Comme il était d’usage dans toutes les dynasties, Ferrante I conclut des mariages prestigieux pour ses fils, nés de son mariage avec Isabella Chiaramonte, duchesse de Calabre. En 1465 maria son héritier Alphonse avec Ippolita Maria Sforza, consolidant ainsi ses liens avec les Sforza de Milan. Quelques années plus tard, Ferrante maria sa fille Eleonora avec Ercole d’Este de Ferrare, et Beatrice avec Mathias Corvinus, roi de Hongrie.
Francesco Pagano a gardé de l’art italien le sens de la perspective, mais il a très vite intégré l’influence flamande que suivaient alors tous les peintres aussi bien espagnols qu’italiens. Francesco Pagano et le peintre Paolo de San Leocadio originaire de Reggio Emilia, furent envoyés à Valence par le cardinal Rodrigo Borgia, futur pape Alexandre VI, pour exécuter des travaux de décoration à la cathédrale, dont des fresques, récemment découvertes en excellent état.
Alphonse II de Naples (1448-1496)
Alphonse II d’Aragon fils et héritier de Ferrante I, Roi de Naples en 1494. De formation humaniste, il fut un protecteur éclairé des arts, particulièrement de l’architecture. Mais il est surtout connu par ses actions militaires, et en particulier pour la campagne de 1480-1481 au cours de laquelle, il força les Turcs à se retirer d’Otrante. Il était loin de posséder les qualités d’organisation et le génie politique de ses ancêtres et il s’attira vite la haine des barons napolitains. Confronté à l’invasion du roi de France Charles VIII en 1495, il abdiqua en faveur de son fils Fernando II, plus connu comme Ferrandino, et trouva refuge en Sicile. Battu par les Français, il remonta sur le trône après leur départ, mais il mourut dès 1496. Son oncle Federico lui succéda. Incapable de faire régner la paix qui lui tenait à cœur, Federico I ne réussit pas à repousser l’invasion franco-espagnole de 1501 et se réfugia en France. En 1503 les troupes de Fernando II d’Aragon, dit le Catholique, dirigées par le grand capitaine Gonzalo Fernandez de Cordoba conquirent le royaume de Naples avec la reddition en 1504 de la dernière garnison française de Gaeta. Le plus grand état italien fut ainsi uni à la Monarchie espagnole jusqu’à 1737.

====================

CONSIGNE DE TRAVAIL: Prolongez le texte choisi sur les rois aragonais de Naples en reprenant juste après sa dernière phrase.

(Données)
====================

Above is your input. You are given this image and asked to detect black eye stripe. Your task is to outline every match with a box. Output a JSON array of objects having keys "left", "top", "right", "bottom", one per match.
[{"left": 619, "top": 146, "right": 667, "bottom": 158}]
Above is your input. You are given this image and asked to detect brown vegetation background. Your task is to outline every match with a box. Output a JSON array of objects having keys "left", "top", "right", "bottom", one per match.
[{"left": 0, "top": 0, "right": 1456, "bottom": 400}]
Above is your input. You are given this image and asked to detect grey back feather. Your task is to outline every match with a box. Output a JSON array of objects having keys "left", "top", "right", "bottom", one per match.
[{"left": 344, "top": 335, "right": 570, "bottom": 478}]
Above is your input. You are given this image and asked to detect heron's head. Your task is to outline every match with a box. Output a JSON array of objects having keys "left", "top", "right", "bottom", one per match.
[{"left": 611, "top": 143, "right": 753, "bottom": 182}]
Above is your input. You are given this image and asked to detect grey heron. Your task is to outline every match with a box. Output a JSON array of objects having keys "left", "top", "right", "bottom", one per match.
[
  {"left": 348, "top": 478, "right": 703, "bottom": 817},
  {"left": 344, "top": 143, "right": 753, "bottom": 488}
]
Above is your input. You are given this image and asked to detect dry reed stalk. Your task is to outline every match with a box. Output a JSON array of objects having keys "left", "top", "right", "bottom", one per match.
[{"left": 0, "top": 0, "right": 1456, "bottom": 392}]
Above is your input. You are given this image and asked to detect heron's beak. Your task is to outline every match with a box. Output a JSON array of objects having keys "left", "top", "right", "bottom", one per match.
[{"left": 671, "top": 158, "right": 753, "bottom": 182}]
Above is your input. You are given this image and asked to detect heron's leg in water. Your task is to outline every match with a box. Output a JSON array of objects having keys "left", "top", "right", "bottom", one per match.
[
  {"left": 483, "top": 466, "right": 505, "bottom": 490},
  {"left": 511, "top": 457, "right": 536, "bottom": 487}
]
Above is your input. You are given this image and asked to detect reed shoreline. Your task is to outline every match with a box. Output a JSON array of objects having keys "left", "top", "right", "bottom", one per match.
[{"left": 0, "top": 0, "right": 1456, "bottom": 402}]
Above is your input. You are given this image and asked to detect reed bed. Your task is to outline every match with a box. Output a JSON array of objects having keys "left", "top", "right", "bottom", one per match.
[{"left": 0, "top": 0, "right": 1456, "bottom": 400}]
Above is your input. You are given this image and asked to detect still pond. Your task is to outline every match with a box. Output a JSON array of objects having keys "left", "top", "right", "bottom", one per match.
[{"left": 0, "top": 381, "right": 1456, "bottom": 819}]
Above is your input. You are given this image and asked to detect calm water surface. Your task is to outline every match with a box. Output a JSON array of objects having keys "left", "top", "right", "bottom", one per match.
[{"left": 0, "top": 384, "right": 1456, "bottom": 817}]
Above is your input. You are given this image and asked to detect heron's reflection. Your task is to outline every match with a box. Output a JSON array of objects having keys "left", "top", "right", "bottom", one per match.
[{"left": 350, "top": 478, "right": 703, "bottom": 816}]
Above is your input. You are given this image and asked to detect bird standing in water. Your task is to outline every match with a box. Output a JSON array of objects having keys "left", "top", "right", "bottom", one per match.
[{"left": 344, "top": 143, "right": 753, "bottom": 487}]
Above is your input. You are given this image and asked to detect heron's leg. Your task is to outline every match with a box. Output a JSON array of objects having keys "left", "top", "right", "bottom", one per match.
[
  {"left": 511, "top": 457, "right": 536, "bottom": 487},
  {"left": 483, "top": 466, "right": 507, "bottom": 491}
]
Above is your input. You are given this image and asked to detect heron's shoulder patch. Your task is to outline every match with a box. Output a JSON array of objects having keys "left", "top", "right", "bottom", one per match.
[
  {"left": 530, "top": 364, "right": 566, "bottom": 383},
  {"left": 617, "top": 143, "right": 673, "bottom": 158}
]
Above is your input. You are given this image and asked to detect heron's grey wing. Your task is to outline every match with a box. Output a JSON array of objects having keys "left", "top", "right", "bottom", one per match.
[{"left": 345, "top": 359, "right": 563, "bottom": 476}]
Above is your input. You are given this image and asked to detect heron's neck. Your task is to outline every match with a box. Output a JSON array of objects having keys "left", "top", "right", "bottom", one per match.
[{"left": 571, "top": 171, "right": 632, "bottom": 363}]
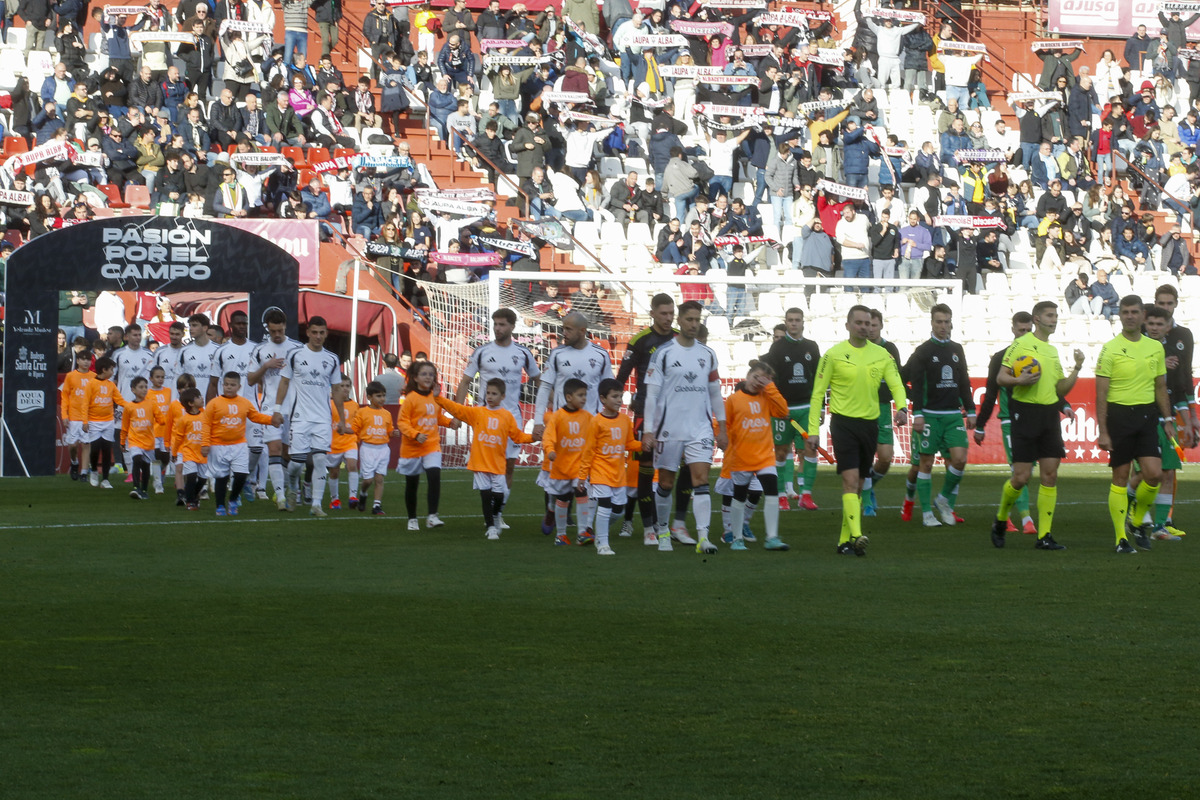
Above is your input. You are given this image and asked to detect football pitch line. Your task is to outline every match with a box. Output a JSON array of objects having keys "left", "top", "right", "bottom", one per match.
[{"left": 0, "top": 499, "right": 1200, "bottom": 531}]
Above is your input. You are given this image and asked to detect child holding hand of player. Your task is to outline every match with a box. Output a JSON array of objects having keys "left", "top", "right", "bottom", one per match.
[
  {"left": 346, "top": 380, "right": 400, "bottom": 517},
  {"left": 83, "top": 356, "right": 127, "bottom": 489},
  {"left": 163, "top": 372, "right": 196, "bottom": 506},
  {"left": 396, "top": 361, "right": 460, "bottom": 530},
  {"left": 146, "top": 365, "right": 173, "bottom": 494},
  {"left": 433, "top": 378, "right": 533, "bottom": 541},
  {"left": 170, "top": 381, "right": 209, "bottom": 511},
  {"left": 121, "top": 376, "right": 167, "bottom": 500},
  {"left": 725, "top": 361, "right": 787, "bottom": 551},
  {"left": 62, "top": 357, "right": 96, "bottom": 481},
  {"left": 325, "top": 374, "right": 359, "bottom": 511},
  {"left": 200, "top": 372, "right": 280, "bottom": 517},
  {"left": 538, "top": 378, "right": 595, "bottom": 545},
  {"left": 578, "top": 378, "right": 642, "bottom": 555}
]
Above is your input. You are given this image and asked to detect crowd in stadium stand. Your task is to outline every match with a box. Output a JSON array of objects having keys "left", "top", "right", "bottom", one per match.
[{"left": 7, "top": 0, "right": 1200, "bottom": 328}]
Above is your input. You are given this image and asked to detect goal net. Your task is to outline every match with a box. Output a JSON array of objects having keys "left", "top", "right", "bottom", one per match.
[{"left": 421, "top": 267, "right": 960, "bottom": 467}]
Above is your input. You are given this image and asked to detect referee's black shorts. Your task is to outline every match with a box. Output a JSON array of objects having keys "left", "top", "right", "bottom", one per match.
[
  {"left": 1109, "top": 403, "right": 1163, "bottom": 467},
  {"left": 829, "top": 414, "right": 880, "bottom": 475},
  {"left": 1008, "top": 399, "right": 1067, "bottom": 464}
]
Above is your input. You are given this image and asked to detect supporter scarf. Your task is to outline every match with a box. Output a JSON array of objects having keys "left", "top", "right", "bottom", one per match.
[
  {"left": 559, "top": 112, "right": 620, "bottom": 127},
  {"left": 671, "top": 19, "right": 733, "bottom": 38},
  {"left": 484, "top": 53, "right": 557, "bottom": 67},
  {"left": 5, "top": 142, "right": 74, "bottom": 173},
  {"left": 754, "top": 8, "right": 833, "bottom": 29},
  {"left": 865, "top": 8, "right": 925, "bottom": 25},
  {"left": 229, "top": 152, "right": 288, "bottom": 167},
  {"left": 362, "top": 241, "right": 430, "bottom": 261},
  {"left": 691, "top": 103, "right": 767, "bottom": 118},
  {"left": 350, "top": 156, "right": 413, "bottom": 169},
  {"left": 713, "top": 235, "right": 779, "bottom": 247},
  {"left": 310, "top": 156, "right": 350, "bottom": 173},
  {"left": 430, "top": 251, "right": 504, "bottom": 266},
  {"left": 937, "top": 40, "right": 988, "bottom": 54},
  {"left": 702, "top": 0, "right": 767, "bottom": 8},
  {"left": 470, "top": 235, "right": 538, "bottom": 258},
  {"left": 130, "top": 30, "right": 196, "bottom": 44},
  {"left": 934, "top": 213, "right": 1004, "bottom": 230},
  {"left": 71, "top": 152, "right": 104, "bottom": 168},
  {"left": 217, "top": 19, "right": 274, "bottom": 36},
  {"left": 1008, "top": 91, "right": 1065, "bottom": 103},
  {"left": 415, "top": 186, "right": 496, "bottom": 201},
  {"left": 817, "top": 178, "right": 866, "bottom": 200},
  {"left": 954, "top": 149, "right": 1008, "bottom": 164},
  {"left": 799, "top": 100, "right": 846, "bottom": 114},
  {"left": 1030, "top": 40, "right": 1084, "bottom": 53},
  {"left": 416, "top": 197, "right": 491, "bottom": 218},
  {"left": 725, "top": 44, "right": 775, "bottom": 59},
  {"left": 625, "top": 34, "right": 688, "bottom": 47},
  {"left": 563, "top": 17, "right": 608, "bottom": 58},
  {"left": 541, "top": 89, "right": 593, "bottom": 106},
  {"left": 516, "top": 217, "right": 575, "bottom": 249},
  {"left": 479, "top": 38, "right": 526, "bottom": 50},
  {"left": 0, "top": 188, "right": 34, "bottom": 206}
]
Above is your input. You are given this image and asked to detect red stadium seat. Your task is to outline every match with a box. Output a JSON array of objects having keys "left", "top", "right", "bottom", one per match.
[
  {"left": 96, "top": 184, "right": 130, "bottom": 209},
  {"left": 125, "top": 184, "right": 150, "bottom": 211},
  {"left": 283, "top": 145, "right": 308, "bottom": 169}
]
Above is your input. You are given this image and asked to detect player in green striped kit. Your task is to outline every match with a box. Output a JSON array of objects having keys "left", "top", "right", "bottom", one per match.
[
  {"left": 763, "top": 308, "right": 821, "bottom": 511},
  {"left": 974, "top": 311, "right": 1038, "bottom": 535},
  {"left": 904, "top": 303, "right": 976, "bottom": 528}
]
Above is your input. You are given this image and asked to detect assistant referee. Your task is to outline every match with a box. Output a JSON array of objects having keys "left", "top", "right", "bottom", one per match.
[
  {"left": 1096, "top": 295, "right": 1175, "bottom": 554},
  {"left": 804, "top": 306, "right": 908, "bottom": 555},
  {"left": 991, "top": 300, "right": 1084, "bottom": 551}
]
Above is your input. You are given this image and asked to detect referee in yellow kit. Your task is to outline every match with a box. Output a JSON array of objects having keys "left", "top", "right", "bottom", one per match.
[
  {"left": 804, "top": 306, "right": 908, "bottom": 555},
  {"left": 1096, "top": 295, "right": 1175, "bottom": 554}
]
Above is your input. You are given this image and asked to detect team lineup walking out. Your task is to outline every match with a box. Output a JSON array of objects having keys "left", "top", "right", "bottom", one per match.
[{"left": 61, "top": 291, "right": 1200, "bottom": 557}]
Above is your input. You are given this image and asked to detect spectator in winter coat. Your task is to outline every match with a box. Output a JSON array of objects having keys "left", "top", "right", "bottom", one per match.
[
  {"left": 841, "top": 122, "right": 880, "bottom": 187},
  {"left": 900, "top": 26, "right": 934, "bottom": 91},
  {"left": 1038, "top": 48, "right": 1084, "bottom": 91}
]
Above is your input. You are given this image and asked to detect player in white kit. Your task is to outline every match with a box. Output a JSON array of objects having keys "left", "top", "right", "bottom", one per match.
[
  {"left": 209, "top": 311, "right": 262, "bottom": 500},
  {"left": 533, "top": 311, "right": 612, "bottom": 533},
  {"left": 642, "top": 300, "right": 728, "bottom": 553},
  {"left": 113, "top": 323, "right": 154, "bottom": 482},
  {"left": 246, "top": 308, "right": 304, "bottom": 511},
  {"left": 154, "top": 321, "right": 187, "bottom": 386},
  {"left": 272, "top": 317, "right": 350, "bottom": 517},
  {"left": 179, "top": 314, "right": 217, "bottom": 403},
  {"left": 454, "top": 308, "right": 541, "bottom": 528}
]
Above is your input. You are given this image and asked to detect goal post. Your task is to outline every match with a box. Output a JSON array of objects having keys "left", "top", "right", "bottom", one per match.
[{"left": 421, "top": 266, "right": 960, "bottom": 467}]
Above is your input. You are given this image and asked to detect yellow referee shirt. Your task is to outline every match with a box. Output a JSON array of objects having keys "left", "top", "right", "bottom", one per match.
[
  {"left": 1096, "top": 335, "right": 1166, "bottom": 405},
  {"left": 1003, "top": 333, "right": 1064, "bottom": 405},
  {"left": 809, "top": 341, "right": 908, "bottom": 431}
]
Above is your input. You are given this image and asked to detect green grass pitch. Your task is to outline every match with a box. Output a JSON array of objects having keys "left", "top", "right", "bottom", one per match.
[{"left": 0, "top": 468, "right": 1200, "bottom": 800}]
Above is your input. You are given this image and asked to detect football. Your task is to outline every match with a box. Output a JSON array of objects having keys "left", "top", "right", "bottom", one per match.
[{"left": 1013, "top": 355, "right": 1042, "bottom": 375}]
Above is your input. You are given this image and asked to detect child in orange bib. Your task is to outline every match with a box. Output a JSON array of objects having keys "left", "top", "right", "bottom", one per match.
[
  {"left": 578, "top": 378, "right": 642, "bottom": 555},
  {"left": 725, "top": 361, "right": 787, "bottom": 551},
  {"left": 434, "top": 378, "right": 533, "bottom": 541}
]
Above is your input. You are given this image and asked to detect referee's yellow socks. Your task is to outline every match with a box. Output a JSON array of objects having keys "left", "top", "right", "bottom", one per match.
[
  {"left": 1129, "top": 481, "right": 1159, "bottom": 525},
  {"left": 1036, "top": 486, "right": 1058, "bottom": 539},
  {"left": 996, "top": 481, "right": 1021, "bottom": 519},
  {"left": 838, "top": 493, "right": 863, "bottom": 545},
  {"left": 1109, "top": 483, "right": 1140, "bottom": 545}
]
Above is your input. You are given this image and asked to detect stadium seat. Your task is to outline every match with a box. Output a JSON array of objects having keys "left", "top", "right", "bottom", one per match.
[
  {"left": 125, "top": 184, "right": 150, "bottom": 211},
  {"left": 96, "top": 184, "right": 130, "bottom": 209},
  {"left": 282, "top": 145, "right": 308, "bottom": 169}
]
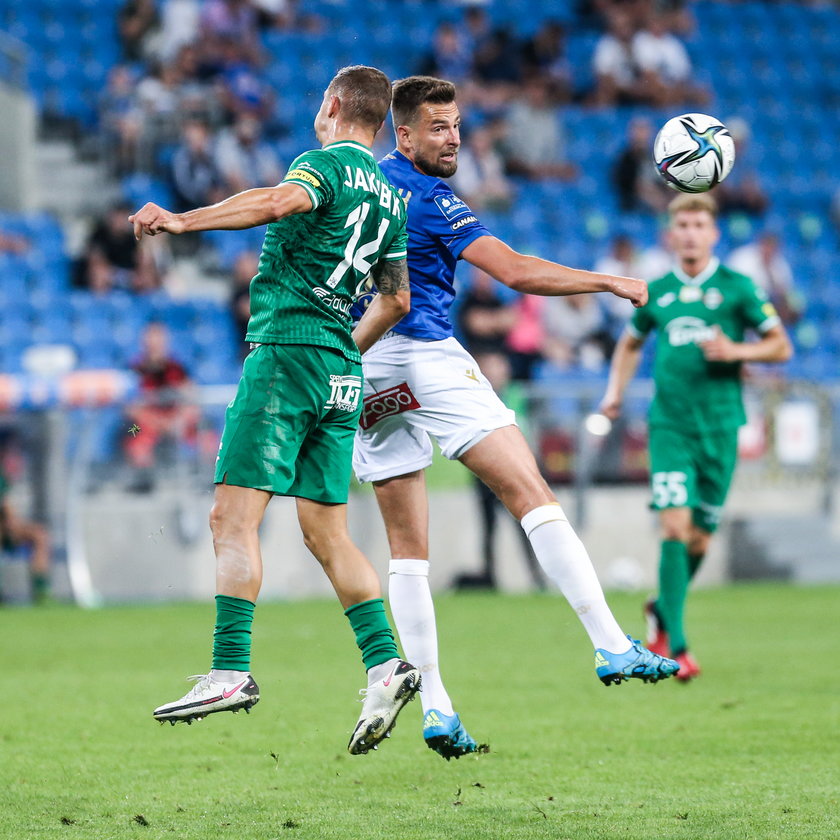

====================

RÉPONSE ATTENDUE:
Le sculpteur émilien Guido Mazzoni était arrivé à Naples en 1489, sous le règne d’Alphonse II. L’artiste a conféré à ce bronze d’une grande beauté, et enrichi de traces de dorures, une empreinte classique qui assimile le buste du souverain napolitain à celui des empereurs romains. A son cou Alphonse porte l’Ordre napolitaine de l’Hermine, avec le petit animal qui pend de la chaîne.
Ce tableau, dont il existe deux versions, a été commissionné probablement par Alphonse II d’Aragon, duc de Calabre, en souvenir du massacre perpétré par les turcs à Otranto en juillet 1480. Le peintre représente la scène dans une salle d’audience d’un imposant palais renacentiste décoré avec des fresques évoquant les batailles des anciens héros mythologiques.
Hérode sur un trône de marbre, habillé comme un riche satrape oriental, donne des ordres à une poignée de soldats habillés d’époques différentes. Frappe l’excitation chaotique et les gestes dramatiques qui peuplent la scène. L’image d’un vieillard à barbe blanche – symbole de la sagesse piétinée – qui, à côté du trône d’Hérode, regarde le tyran en train de gérer sa lâche entreprise.
Cette œuvre de jeunesse de l’artiste calabrais Marco Cardisco était située sur l’autel de la Chapelle Palatine du Castel Nouvo de Naples. Sous les figures de Rois Mages, sont représentés les monarques Ferrante I et Alphonse II à gauche et l’empereur Charles-Quint à droite.